Instrucciones:
**1)** Según el texto para leer, ¿por qué la explosión de las dos bombas del 15 de abril de 1953 fue un hecho de notable crueldad? Respondé en una a tres oraciones.
**2)** En el texto para leer, ¿quién encabezaba a los autores detenidos por la policía días después del atentado?

Texto para leer:
^^^^^^^^
ARGENTINA, TIERRA DE AMOR Y VENGANZA

En tiempos de peronismo y gorilaje, la relación entre una muchacha pobre, oriunda del interior, y el hijo de una familia de patrones desató pasiones opuestas según el lado de la grieta desde el que se lo mirase.

Por Ricardo Ragendorfer. El 15 de abril de 1953, justo cuando el discurso del General cerraba un acto de la CGT en Plaza de Mayo, explotaron dos bombas. Fue un hecho de notable crueldad porque tuvo a la muchedumbre como blanco. Hubo seis muertos y 92 heridos, entre ellos 19 mutilados. Así nacieron los “comandos civiles”. Días después la policía detuvo a los autores del asunto, encabezados por el radical Roque Carranza. Desde entonces las redadas contra las células del terrorismo antiperonista se multiplicaron en el tiempo. Y durante los dos años siguientes muchos de sus cuadros se dieron a la fuga hacia diferentes direcciones.
^^^^^^^^
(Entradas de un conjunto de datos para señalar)
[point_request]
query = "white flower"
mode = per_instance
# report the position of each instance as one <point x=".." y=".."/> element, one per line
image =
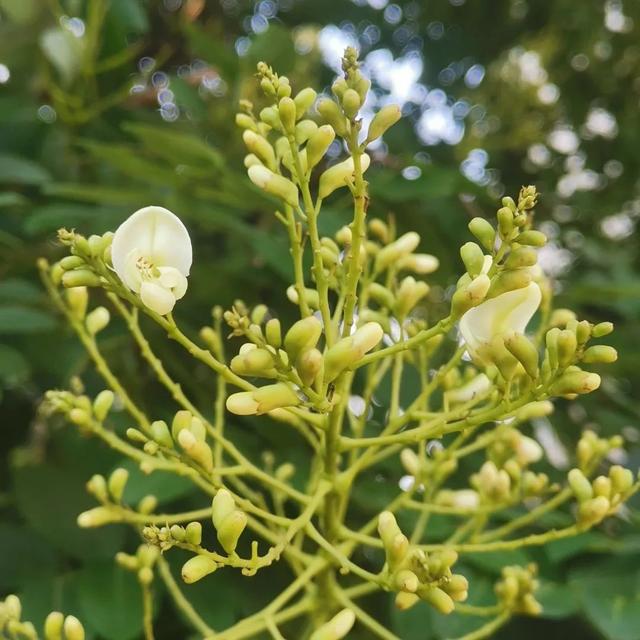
<point x="510" y="311"/>
<point x="151" y="253"/>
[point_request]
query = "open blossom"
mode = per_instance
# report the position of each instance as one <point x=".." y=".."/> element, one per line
<point x="510" y="311"/>
<point x="151" y="253"/>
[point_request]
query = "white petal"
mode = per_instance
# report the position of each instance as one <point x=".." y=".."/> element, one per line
<point x="509" y="311"/>
<point x="158" y="235"/>
<point x="157" y="298"/>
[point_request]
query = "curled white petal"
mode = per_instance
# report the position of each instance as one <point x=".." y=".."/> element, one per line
<point x="510" y="311"/>
<point x="152" y="255"/>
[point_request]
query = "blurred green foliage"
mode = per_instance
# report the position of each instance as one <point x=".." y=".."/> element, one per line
<point x="107" y="106"/>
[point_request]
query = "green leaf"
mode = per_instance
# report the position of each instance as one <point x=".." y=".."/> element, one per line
<point x="15" y="319"/>
<point x="110" y="601"/>
<point x="21" y="171"/>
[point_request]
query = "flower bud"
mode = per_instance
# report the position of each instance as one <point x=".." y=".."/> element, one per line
<point x="470" y="295"/>
<point x="302" y="335"/>
<point x="318" y="144"/>
<point x="350" y="103"/>
<point x="575" y="381"/>
<point x="303" y="100"/>
<point x="524" y="351"/>
<point x="309" y="364"/>
<point x="73" y="629"/>
<point x="117" y="482"/>
<point x="485" y="233"/>
<point x="53" y="626"/>
<point x="80" y="278"/>
<point x="421" y="263"/>
<point x="197" y="568"/>
<point x="102" y="404"/>
<point x="256" y="362"/>
<point x="593" y="511"/>
<point x="580" y="485"/>
<point x="337" y="628"/>
<point x="230" y="530"/>
<point x="261" y="147"/>
<point x="331" y="113"/>
<point x="274" y="184"/>
<point x="338" y="175"/>
<point x="287" y="113"/>
<point x="382" y="121"/>
<point x="193" y="533"/>
<point x="437" y="598"/>
<point x="602" y="329"/>
<point x="96" y="517"/>
<point x="472" y="257"/>
<point x="532" y="238"/>
<point x="600" y="354"/>
<point x="97" y="320"/>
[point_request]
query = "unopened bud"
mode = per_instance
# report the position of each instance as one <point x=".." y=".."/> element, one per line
<point x="197" y="568"/>
<point x="338" y="175"/>
<point x="274" y="184"/>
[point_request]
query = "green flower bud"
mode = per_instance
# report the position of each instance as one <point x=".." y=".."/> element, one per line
<point x="601" y="354"/>
<point x="592" y="512"/>
<point x="409" y="293"/>
<point x="302" y="335"/>
<point x="472" y="257"/>
<point x="287" y="113"/>
<point x="406" y="600"/>
<point x="77" y="299"/>
<point x="102" y="404"/>
<point x="382" y="121"/>
<point x="193" y="533"/>
<point x="73" y="629"/>
<point x="621" y="479"/>
<point x="566" y="345"/>
<point x="421" y="263"/>
<point x="485" y="233"/>
<point x="350" y="103"/>
<point x="197" y="568"/>
<point x="161" y="434"/>
<point x="309" y="364"/>
<point x="254" y="362"/>
<point x="396" y="250"/>
<point x="580" y="485"/>
<point x="261" y="147"/>
<point x="318" y="144"/>
<point x="524" y="351"/>
<point x="274" y="184"/>
<point x="330" y="112"/>
<point x="337" y="628"/>
<point x="470" y="295"/>
<point x="97" y="320"/>
<point x="437" y="598"/>
<point x="303" y="100"/>
<point x="575" y="381"/>
<point x="521" y="257"/>
<point x="602" y="329"/>
<point x="230" y="530"/>
<point x="532" y="238"/>
<point x="197" y="450"/>
<point x="96" y="517"/>
<point x="80" y="278"/>
<point x="339" y="174"/>
<point x="53" y="626"/>
<point x="273" y="332"/>
<point x="509" y="281"/>
<point x="182" y="420"/>
<point x="245" y="122"/>
<point x="117" y="482"/>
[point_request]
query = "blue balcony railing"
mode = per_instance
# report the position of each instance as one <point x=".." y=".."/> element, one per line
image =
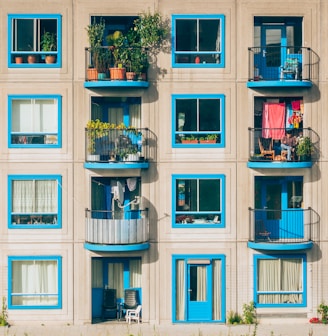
<point x="290" y="226"/>
<point x="265" y="145"/>
<point x="296" y="66"/>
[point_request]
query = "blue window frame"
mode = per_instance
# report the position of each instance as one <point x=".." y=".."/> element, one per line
<point x="198" y="201"/>
<point x="35" y="282"/>
<point x="34" y="121"/>
<point x="35" y="201"/>
<point x="198" y="120"/>
<point x="198" y="288"/>
<point x="280" y="280"/>
<point x="198" y="41"/>
<point x="26" y="47"/>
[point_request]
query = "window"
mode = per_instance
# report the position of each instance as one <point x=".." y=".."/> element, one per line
<point x="32" y="38"/>
<point x="34" y="282"/>
<point x="198" y="41"/>
<point x="280" y="281"/>
<point x="35" y="201"/>
<point x="34" y="121"/>
<point x="198" y="288"/>
<point x="198" y="120"/>
<point x="198" y="201"/>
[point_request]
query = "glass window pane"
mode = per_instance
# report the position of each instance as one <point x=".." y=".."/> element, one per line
<point x="25" y="35"/>
<point x="186" y="36"/>
<point x="209" y="115"/>
<point x="209" y="35"/>
<point x="210" y="195"/>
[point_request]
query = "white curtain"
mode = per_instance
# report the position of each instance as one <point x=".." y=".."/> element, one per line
<point x="97" y="273"/>
<point x="36" y="280"/>
<point x="135" y="273"/>
<point x="34" y="196"/>
<point x="201" y="283"/>
<point x="115" y="278"/>
<point x="280" y="275"/>
<point x="35" y="115"/>
<point x="217" y="283"/>
<point x="180" y="290"/>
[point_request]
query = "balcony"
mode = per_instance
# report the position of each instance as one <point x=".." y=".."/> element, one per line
<point x="125" y="230"/>
<point x="277" y="66"/>
<point x="103" y="74"/>
<point x="293" y="229"/>
<point x="117" y="148"/>
<point x="265" y="148"/>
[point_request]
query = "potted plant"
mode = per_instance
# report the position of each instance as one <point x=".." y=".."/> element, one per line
<point x="210" y="138"/>
<point x="304" y="149"/>
<point x="189" y="139"/>
<point x="49" y="44"/>
<point x="95" y="33"/>
<point x="95" y="129"/>
<point x="118" y="45"/>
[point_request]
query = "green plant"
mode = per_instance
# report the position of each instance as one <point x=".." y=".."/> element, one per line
<point x="4" y="313"/>
<point x="323" y="311"/>
<point x="249" y="313"/>
<point x="304" y="147"/>
<point x="234" y="318"/>
<point x="49" y="41"/>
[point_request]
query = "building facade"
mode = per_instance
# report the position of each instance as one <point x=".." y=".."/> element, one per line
<point x="203" y="201"/>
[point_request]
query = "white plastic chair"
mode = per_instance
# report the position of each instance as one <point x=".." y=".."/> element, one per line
<point x="133" y="314"/>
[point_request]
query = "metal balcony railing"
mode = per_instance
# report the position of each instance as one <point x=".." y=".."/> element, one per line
<point x="117" y="227"/>
<point x="274" y="63"/>
<point x="265" y="144"/>
<point x="117" y="145"/>
<point x="292" y="226"/>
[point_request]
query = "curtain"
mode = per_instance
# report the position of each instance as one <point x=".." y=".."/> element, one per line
<point x="180" y="296"/>
<point x="201" y="283"/>
<point x="135" y="273"/>
<point x="280" y="276"/>
<point x="115" y="278"/>
<point x="217" y="283"/>
<point x="273" y="120"/>
<point x="35" y="196"/>
<point x="97" y="273"/>
<point x="37" y="281"/>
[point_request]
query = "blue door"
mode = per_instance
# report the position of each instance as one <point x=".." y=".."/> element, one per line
<point x="199" y="305"/>
<point x="282" y="200"/>
<point x="274" y="51"/>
^^^^^^^^
Respuestas:
**1)** Fue un hecho de notable crueldad porque las bombas tuvieron a la muchedumbre como blanco. Explotaron cuando el discurso del General cerraba un acto de la CGT en Plaza de Mayo, y hubo seis muertos y 92 heridos, entre ellos 19 mutilados.

**2)** El radical Roque Carranza.